### Given task
Copy every line of the data exactly, leaving nothing out.
□ □ □
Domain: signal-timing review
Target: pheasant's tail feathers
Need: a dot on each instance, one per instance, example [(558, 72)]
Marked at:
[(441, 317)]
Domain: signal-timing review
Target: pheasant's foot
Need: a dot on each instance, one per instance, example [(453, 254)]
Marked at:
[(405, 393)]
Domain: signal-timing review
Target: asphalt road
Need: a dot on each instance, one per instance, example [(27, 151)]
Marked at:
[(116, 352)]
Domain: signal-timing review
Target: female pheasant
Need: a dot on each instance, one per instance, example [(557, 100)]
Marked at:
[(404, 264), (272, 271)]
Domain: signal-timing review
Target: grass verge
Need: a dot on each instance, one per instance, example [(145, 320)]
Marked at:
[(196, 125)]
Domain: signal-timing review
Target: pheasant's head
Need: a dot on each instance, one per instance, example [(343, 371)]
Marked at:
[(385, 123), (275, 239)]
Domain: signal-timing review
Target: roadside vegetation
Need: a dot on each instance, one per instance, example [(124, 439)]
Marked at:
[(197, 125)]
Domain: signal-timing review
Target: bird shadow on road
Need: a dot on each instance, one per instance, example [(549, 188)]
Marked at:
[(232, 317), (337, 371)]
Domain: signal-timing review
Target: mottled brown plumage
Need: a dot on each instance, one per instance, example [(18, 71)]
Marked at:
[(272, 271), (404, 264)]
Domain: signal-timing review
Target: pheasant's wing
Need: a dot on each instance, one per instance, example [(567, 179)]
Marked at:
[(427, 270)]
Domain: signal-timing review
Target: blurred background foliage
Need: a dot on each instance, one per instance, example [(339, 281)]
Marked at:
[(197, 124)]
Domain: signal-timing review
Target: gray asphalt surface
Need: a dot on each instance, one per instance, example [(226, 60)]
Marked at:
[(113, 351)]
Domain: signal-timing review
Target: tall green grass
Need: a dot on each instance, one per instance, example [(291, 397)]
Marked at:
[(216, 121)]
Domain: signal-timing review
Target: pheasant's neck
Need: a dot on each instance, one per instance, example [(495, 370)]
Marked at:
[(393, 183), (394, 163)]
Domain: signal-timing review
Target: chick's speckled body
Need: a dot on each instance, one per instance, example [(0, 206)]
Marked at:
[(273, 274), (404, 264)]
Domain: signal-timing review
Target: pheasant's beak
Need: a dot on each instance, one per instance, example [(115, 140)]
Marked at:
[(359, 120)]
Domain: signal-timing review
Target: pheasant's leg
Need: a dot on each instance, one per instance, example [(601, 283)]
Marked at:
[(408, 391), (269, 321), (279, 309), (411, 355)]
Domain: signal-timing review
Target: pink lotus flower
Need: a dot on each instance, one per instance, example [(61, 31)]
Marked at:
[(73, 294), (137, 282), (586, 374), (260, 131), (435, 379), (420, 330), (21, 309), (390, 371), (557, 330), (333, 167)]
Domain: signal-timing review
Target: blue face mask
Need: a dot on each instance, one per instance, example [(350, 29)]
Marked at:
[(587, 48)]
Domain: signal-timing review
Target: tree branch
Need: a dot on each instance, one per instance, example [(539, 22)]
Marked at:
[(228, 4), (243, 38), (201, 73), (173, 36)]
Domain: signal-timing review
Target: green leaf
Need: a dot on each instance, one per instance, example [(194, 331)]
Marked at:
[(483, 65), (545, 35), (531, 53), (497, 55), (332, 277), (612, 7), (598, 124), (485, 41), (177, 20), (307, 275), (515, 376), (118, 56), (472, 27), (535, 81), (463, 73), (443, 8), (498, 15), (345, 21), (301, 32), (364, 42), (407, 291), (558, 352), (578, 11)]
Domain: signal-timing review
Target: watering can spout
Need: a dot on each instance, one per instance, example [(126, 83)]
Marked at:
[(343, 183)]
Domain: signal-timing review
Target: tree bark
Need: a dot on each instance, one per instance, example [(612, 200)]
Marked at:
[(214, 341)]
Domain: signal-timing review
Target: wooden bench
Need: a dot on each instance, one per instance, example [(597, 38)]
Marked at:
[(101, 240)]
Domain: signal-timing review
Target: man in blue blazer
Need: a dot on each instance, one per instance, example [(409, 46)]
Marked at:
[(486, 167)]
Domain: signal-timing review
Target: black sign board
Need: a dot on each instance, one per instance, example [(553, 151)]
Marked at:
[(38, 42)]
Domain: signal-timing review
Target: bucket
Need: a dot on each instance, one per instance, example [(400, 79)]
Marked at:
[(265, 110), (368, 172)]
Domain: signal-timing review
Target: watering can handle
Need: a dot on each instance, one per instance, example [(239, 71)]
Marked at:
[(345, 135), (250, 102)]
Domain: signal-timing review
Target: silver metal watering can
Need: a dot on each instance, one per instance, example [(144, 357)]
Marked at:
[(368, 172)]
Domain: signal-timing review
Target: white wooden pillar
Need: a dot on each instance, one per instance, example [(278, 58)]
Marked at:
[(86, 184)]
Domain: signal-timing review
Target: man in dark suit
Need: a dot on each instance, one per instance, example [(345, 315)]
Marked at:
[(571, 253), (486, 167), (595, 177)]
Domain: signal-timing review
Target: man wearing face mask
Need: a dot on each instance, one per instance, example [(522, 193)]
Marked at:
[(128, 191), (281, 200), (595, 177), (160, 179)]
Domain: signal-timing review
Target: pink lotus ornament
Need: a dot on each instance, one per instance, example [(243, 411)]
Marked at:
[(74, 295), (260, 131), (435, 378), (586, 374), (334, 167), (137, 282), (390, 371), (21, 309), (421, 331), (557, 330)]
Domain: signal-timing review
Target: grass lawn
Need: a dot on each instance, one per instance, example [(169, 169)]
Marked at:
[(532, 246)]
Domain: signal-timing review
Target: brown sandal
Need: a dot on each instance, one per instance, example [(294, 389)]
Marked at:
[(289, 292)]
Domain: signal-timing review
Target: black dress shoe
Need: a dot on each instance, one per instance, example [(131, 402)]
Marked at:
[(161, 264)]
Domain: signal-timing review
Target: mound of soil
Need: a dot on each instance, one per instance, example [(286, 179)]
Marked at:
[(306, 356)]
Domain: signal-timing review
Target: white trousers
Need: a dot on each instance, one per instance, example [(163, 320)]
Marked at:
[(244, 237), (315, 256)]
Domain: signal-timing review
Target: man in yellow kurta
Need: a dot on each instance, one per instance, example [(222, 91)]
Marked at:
□ □ □
### Full output
Domain: signal-timing review
Target: pheasant's tail feathers
Need: a dot on each instance, one per instance, example [(558, 72)]
Marked at:
[(441, 317)]
Domain: signal-timing review
Target: pheasant's foot
Need: a dot on each instance, one per instance, example [(453, 254)]
Marked at:
[(405, 393)]
Domain: signal-timing review
Target: asphalt road
Need: a dot on each instance, one per instance, example [(27, 151)]
Marked at:
[(116, 352)]
Domain: signal-timing review
Target: female pheasant
Need: a dot on each instance, one per instance, example [(557, 100)]
Marked at:
[(404, 264), (272, 271)]
Domain: signal-timing review
Target: grass verge
Need: a dot on each instance, one per instance, example [(145, 320)]
Marked at:
[(196, 125)]
Domain: signal-timing review
Target: pheasant's head
Need: a dot on each instance, one per instance, example [(343, 371)]
Marked at:
[(385, 123), (275, 239)]
Domain: signal-timing review
Target: roadside vegetation
Need: a dot on each instance, one per instance, example [(124, 439)]
Marked at:
[(197, 125)]
Domain: signal-timing review
Target: bird shadow on road
Need: a dot on each instance, one per instance, example [(549, 188)]
Marked at:
[(232, 317), (337, 371)]
Domain: signal-timing review
Target: mottled brown plumage
Need: a dot on each instance, one per instance, example [(18, 71)]
Marked at:
[(272, 271), (404, 264)]
Domain: signal-timing review
Target: pheasant's wing
Need: a dot on each instance, one per instance, example [(567, 179)]
Marked at:
[(427, 270)]
Domain: signal-timing review
Target: blurred background foliage
Need: a dot on each instance, one per instance, example [(339, 281)]
Marked at:
[(197, 124)]
Domain: signal-timing review
Target: gray asphalt surface
Need: a dot on each instance, one per instance, example [(226, 60)]
Marked at:
[(113, 351)]
Domain: signal-timing review
Target: tall green grass
Need: a dot on each instance, one per instance, example [(291, 397)]
Marked at:
[(216, 121)]
Domain: signal-timing review
Target: pheasant's neck
Need: a dot on each instance, one per instance, example [(495, 370)]
Marked at:
[(393, 183), (394, 163)]
Domain: signal-timing review
Target: chick's speckled body
Need: a dot on each instance, one per instance, example [(0, 206)]
Marked at:
[(273, 274), (404, 264)]
Domain: signal-timing review
Target: pheasant's beak
Need: a dot on each instance, one per instance, example [(115, 140)]
Marked at:
[(359, 120)]
Domain: signal-timing review
Target: pheasant's leg
Need: a dot on each instance, one per instance, example [(601, 283)]
Marked at:
[(408, 391), (269, 321), (279, 309), (411, 355)]
Domain: signal-timing review
Target: pink lotus flower
Need: a dot on each instance, one per instance, example [(61, 31)]
Marked at:
[(73, 294), (137, 282), (586, 374), (260, 131), (435, 379), (420, 330), (21, 309), (390, 371), (557, 330), (333, 167)]
Domain: signal-timing review
Target: blue face mask
Need: a dot on each instance, one per instance, example [(350, 29)]
Marked at:
[(587, 48)]
Domain: signal-timing review
Target: tree branch
Need: a dot on each instance, one per instance, example [(539, 22)]
Marked at:
[(228, 4), (243, 38), (201, 73), (173, 36)]
Domain: signal-timing review
Target: green leaf
Need: a dot on each instance, one per instance, example [(194, 331)]
Marked at:
[(483, 65), (545, 35), (531, 53), (497, 55), (332, 277), (612, 7), (598, 124), (485, 41), (177, 20), (307, 275), (515, 376), (118, 56), (472, 27), (535, 81), (463, 73), (443, 8), (498, 15), (345, 21), (301, 32), (364, 42), (407, 291), (558, 352), (578, 11)]
Domain: signal-timing review
Target: watering can spout
Need: a dot on each instance, one per instance, example [(126, 83)]
Marked at:
[(343, 183)]
Domain: signal-timing review
Target: tree bark
Need: a dot on each instance, one per instance, example [(612, 200)]
Marked at:
[(214, 341)]
Domain: signal-timing review
Target: wooden bench
Need: a dot on each instance, one per instance, example [(597, 38)]
Marked at:
[(101, 240)]
Domain: signal-timing review
Target: man in blue blazer
Need: a dot on each instance, one per instance, example [(409, 46)]
Marked at:
[(486, 167)]
Domain: signal-timing review
Target: black sign board
Need: a dot on each instance, one per instance, example [(553, 151)]
Marked at:
[(38, 42)]
Domain: signal-timing review
Target: bucket
Need: a dot on each instance, one per instance, example [(400, 79)]
Marked at:
[(265, 110), (368, 172)]
Domain: signal-timing review
Target: watering can handle
Need: a dot on each instance, one per instance, example [(239, 71)]
Marked at:
[(345, 135), (250, 102)]
Domain: signal-timing review
Target: silver metal watering can
Need: a dot on each instance, one per instance, example [(144, 357)]
Marked at:
[(368, 172)]
Domain: signal-timing review
Target: white wooden pillar
Need: a dot on each instance, one per instance, example [(278, 58)]
Marked at:
[(86, 184)]
Domain: signal-timing review
Target: man in dark suit
Need: a dot on each instance, one per instance, example [(345, 315)]
Marked at:
[(571, 253), (486, 167), (595, 177)]
Domain: signal-timing review
Target: man wearing face mask
Need: a dot on each instance, one per instance, example [(522, 193)]
Marked at:
[(128, 191), (281, 200), (595, 177), (160, 179)]
Domain: signal-timing review
Target: pink lotus ornament
Need: a dot on each instance, one per instance, example [(243, 411)]
Marked at:
[(74, 295), (260, 131), (435, 378), (586, 374), (334, 167), (137, 282), (390, 371), (21, 309), (421, 331), (557, 330)]
Domain: signal-timing review
Target: grass lawn
Need: a dot on each instance, one per instance, example [(169, 169)]
Marked at:
[(532, 246)]
Domain: signal-timing review
Target: brown sandal
Need: a dot on each instance, one per instance, example [(294, 389)]
Marked at:
[(289, 292)]
Domain: signal-timing review
Target: black dress shoe
Need: a dot on each instance, one per instance, example [(131, 402)]
Marked at:
[(161, 264)]
Domain: signal-timing review
Target: mound of soil
Need: a dot on each instance, one per instance, example [(286, 179)]
Marked at:
[(306, 356)]
Domain: signal-timing review
Target: white trousers
Need: a dot on each instance, one per instance, example [(163, 320)]
Marked at:
[(244, 237), (315, 256)]
Domain: signal-timing review
Target: man in yellow kurta
Need: a dot on each instance, one per instance, example [(222, 91)]
Marked at:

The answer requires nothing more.